_EXCERPTED TEXT:_
● ● ● ● ● ● ●
The landlord’s position
[253] The landlord submits that the calculation of “percentage rent” was not amended by the renewal provisions in s. 38 and that, at all times, the tenant was obliged to pay to the landlord 1.25% of all sales in excess of $10 million and to fold those amounts in to minimum rental at the beginning of each renewal period. In essence, the landlord argues that the renewal provisions in s. 38 did not modify the existing “percentage rent,” but rather created a new type of rent, “premium rent”, which was to be paid on top of the existing percentage rent.
[254] The landlord submits that the tenant correctly calculated and paid the minimum rent and percentage rent until April 1, 2009. After that date, the tenant adopted an incorrect interpretation of the lease and began to pay lower amounts of rent than required by the lease.
[255] The landlord submits that from April 1, 2009, until the end of the lease on November 30, 2023, the tenant should have paid an additional $5,902,867 in minimum rent and $2,207,835 in percentage rent (both amounts inclusive of HST). The total amount owing in unpaid rent, according to the landlord, is $8,058,015. The landlord also claims $7,377,160 in interest on those amounts for a total amount owing of $15,487,412.
● ● ● ● ● ● ●
_GIVEN INSTRUCTION:_
Decide whether each statement below agrees with the excerpt on the landlord's position. Answer yes or no for each, quoting the words of the excerpt that decide it.
1. According to the landlord, the tenant correctly calculated and paid the minimum rent and percentage rent until April 1, 2009.
2. The landlord argues that the renewal provisions in s. 38 modified the existing percentage rent.
3. The landlord says the tenant was obliged to pay 1.25% of all sales in excess of $10 million.

_GIVEN DATA:_
● ● ● ● ● ● ●
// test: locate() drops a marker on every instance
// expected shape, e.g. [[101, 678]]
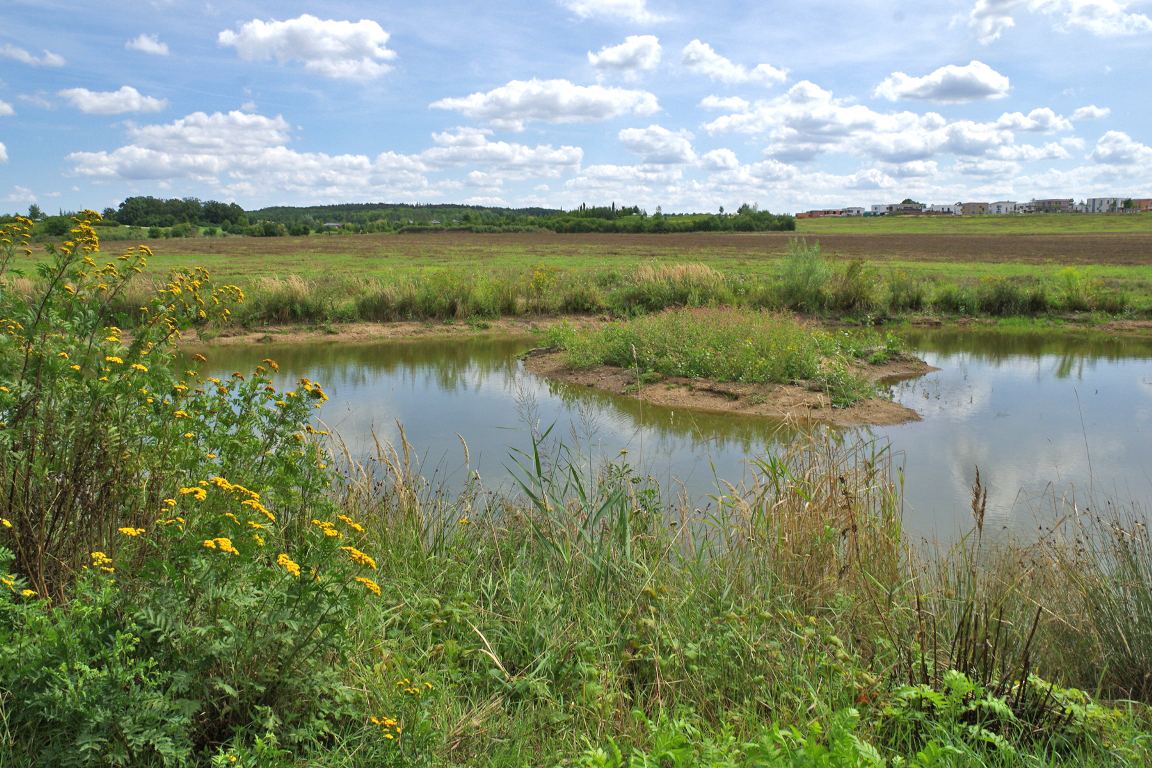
● ● ● ● ● ● ●
_ANSWER IN FULL:_
1. Yes: "the tenant correctly calculated and paid the minimum rent and percentage rent until April 1, 2009"
2. No: "the renewal provisions in s. 38 did not modify the existing"
3. Yes: "the tenant was obliged to pay to the landlord 1.25% of all sales in excess of $10 million"